§ What this exercise asks:
A - Answer these questions from the Kindred Spirits excerpt:
(i) In what season and year was Kindred Spirits recorded?
(ii) Whose orchestra did Rahman tour with in the years between albums?
(iii) What share of the tracks on the new album did Rahman write?
B - Rewrite the stretch of the Kindred Spirits excerpt from "Kindred Spirits, recorded" through "own name again.", substituting "earlier albums" for "predecessors".
C - Please list every Tagore piece that the Kindred Spirits excerpt says appears on Kindred Spirits.

§ Excerpt provided:
Kindred Spirits, recorded in spring 2011, is Rahman's fifth album, and like its predecessors it makes the world seem, for a precious while, a better place. Her last disc, Zoe Rahman Trio Live (Manushi, 2009) was recorded in spring 2007. Rahman has since been busy in other people's bands, which may explain why four years passed before she went back into the studio under her own name again.
In the intervening period, Rahman toured extensively with Jerry Dammers' Spatial AKA Orchestra, bringing Sun Ra to a new audience. She also worked with bands led by bassist Danny Thompson, exploring the legacy of British songwriter Nick Drake; singer Martha Wainwright; and saxophonist Courtney Pine, who guests on one track on Kindred Spirits. This diversity of interest is reflected in Rahman's own albums. Where Rivers Meet (Manushi, 2008) celebrated the musical heritage of her father on a dozen tunes written by Bengali composers including Nobel Laureate Rabindranath Tagore.
Along with shots of funk and Irish traditional music, Bengali music is one of the strands that is heard on Kindred Spirits, which includes Tagore's "Forbiddance," "My Heart Dances, Like a Peacock, It Dances" and "Imagination." But, like Zoe Rahman Trio Live before it, Kindred Spirits is fundamentally jazz-based. One difference is that, on the new album, Rahman wrote over half of the tracks.

§ Supplied records:
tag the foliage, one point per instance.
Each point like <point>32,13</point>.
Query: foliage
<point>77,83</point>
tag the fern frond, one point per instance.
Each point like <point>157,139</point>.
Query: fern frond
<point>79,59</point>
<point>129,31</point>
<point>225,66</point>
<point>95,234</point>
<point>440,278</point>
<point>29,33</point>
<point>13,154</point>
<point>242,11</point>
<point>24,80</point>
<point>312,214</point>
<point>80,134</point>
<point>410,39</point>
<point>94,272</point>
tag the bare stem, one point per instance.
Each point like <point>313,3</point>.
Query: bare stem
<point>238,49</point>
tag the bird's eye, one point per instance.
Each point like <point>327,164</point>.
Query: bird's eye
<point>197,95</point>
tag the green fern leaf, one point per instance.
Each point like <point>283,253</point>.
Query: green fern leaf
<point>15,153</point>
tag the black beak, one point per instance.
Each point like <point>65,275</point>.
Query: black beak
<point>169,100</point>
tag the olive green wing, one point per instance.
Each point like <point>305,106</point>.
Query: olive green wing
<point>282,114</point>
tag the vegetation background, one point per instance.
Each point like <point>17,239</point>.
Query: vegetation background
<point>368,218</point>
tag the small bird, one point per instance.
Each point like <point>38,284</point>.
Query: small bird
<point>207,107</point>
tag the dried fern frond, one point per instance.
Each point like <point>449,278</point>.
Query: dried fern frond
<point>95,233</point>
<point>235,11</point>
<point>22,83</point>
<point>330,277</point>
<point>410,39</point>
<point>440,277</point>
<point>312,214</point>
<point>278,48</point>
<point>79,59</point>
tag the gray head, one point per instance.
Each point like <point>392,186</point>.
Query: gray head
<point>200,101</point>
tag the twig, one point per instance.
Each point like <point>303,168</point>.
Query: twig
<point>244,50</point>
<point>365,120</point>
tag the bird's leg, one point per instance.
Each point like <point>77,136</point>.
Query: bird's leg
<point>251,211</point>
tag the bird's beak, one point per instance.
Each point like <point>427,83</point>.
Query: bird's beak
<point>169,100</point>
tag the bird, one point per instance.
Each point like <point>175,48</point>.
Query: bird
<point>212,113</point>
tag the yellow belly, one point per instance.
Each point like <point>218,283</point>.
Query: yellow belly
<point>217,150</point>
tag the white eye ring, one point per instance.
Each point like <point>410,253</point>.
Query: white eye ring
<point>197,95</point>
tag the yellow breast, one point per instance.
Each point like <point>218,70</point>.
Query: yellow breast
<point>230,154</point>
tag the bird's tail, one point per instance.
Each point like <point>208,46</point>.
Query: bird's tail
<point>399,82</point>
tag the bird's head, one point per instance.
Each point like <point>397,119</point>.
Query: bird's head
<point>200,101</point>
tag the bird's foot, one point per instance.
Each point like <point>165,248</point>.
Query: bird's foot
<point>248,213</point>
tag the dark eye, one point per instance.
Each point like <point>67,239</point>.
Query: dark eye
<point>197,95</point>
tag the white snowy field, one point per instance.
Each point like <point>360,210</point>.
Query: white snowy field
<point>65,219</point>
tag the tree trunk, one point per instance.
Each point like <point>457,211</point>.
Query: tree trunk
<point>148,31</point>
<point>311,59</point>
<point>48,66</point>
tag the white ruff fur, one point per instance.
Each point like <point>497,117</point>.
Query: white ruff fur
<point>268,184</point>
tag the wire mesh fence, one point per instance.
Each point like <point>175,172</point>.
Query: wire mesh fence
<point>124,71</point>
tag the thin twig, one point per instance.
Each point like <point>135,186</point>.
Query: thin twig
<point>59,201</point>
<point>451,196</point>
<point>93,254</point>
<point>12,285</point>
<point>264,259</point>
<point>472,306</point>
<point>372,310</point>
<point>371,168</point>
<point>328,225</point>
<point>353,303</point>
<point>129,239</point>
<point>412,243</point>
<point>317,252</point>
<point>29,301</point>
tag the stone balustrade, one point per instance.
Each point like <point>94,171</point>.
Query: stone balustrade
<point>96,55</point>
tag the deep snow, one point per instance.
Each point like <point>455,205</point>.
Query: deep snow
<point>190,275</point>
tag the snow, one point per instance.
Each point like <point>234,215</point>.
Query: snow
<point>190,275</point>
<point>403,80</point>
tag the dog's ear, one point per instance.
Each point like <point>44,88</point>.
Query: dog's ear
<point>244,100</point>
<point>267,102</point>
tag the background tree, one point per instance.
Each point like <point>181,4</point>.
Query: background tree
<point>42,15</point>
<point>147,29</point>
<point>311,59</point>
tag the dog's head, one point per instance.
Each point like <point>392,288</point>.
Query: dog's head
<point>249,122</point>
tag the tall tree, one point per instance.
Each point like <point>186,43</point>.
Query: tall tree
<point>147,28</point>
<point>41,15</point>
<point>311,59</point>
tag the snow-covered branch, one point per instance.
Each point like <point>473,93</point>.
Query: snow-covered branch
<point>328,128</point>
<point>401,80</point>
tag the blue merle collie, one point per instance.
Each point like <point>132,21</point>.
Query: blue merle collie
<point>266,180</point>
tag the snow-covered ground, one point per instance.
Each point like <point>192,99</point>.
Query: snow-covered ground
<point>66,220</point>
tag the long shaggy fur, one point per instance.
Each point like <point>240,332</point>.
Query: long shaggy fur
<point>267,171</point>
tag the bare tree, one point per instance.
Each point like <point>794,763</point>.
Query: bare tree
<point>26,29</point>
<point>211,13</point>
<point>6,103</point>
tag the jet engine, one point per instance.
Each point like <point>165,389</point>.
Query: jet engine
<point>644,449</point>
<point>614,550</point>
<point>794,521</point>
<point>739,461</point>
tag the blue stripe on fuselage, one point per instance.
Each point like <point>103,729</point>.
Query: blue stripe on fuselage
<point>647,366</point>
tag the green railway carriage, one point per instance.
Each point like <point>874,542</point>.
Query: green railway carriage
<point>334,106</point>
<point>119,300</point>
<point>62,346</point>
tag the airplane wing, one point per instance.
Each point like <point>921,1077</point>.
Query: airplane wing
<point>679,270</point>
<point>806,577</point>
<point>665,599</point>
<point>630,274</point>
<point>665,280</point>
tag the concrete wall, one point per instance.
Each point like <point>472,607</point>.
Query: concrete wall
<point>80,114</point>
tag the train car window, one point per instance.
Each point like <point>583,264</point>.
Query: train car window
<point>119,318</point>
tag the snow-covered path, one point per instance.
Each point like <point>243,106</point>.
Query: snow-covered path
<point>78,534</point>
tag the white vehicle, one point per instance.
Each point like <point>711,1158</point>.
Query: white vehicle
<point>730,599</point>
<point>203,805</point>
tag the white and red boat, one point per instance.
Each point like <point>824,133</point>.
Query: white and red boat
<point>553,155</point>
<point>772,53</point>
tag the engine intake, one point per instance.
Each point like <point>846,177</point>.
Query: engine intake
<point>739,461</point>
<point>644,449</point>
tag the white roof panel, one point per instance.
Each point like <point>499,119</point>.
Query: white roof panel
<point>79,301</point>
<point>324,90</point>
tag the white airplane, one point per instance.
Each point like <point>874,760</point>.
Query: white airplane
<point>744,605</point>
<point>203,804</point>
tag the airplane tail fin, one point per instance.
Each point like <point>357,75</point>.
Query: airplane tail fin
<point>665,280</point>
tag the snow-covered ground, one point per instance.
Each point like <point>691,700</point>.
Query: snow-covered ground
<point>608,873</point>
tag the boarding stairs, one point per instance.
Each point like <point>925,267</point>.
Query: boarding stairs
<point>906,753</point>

§ Exercise solutions:
A -
(i) Spring 2011
(ii) Jerry Dammers' Spatial AKA Orchestra
(iii) Over half

B -
Kindred Spirits, recorded in spring 2011, is Rahman's fifth album, and like its earlier albums it makes the world seem, for a precious while, a better place. Her last disc, Zoe Rahman Trio Live (Manushi, 2009) was recorded in spring 2007. Rahman has since been busy in other people's bands, which may explain why four years passed before she went back into the studio under her own name again.

C -
"Forbiddance"
"My Heart Dances, Like a Peacock, It Dances"
"Imagination"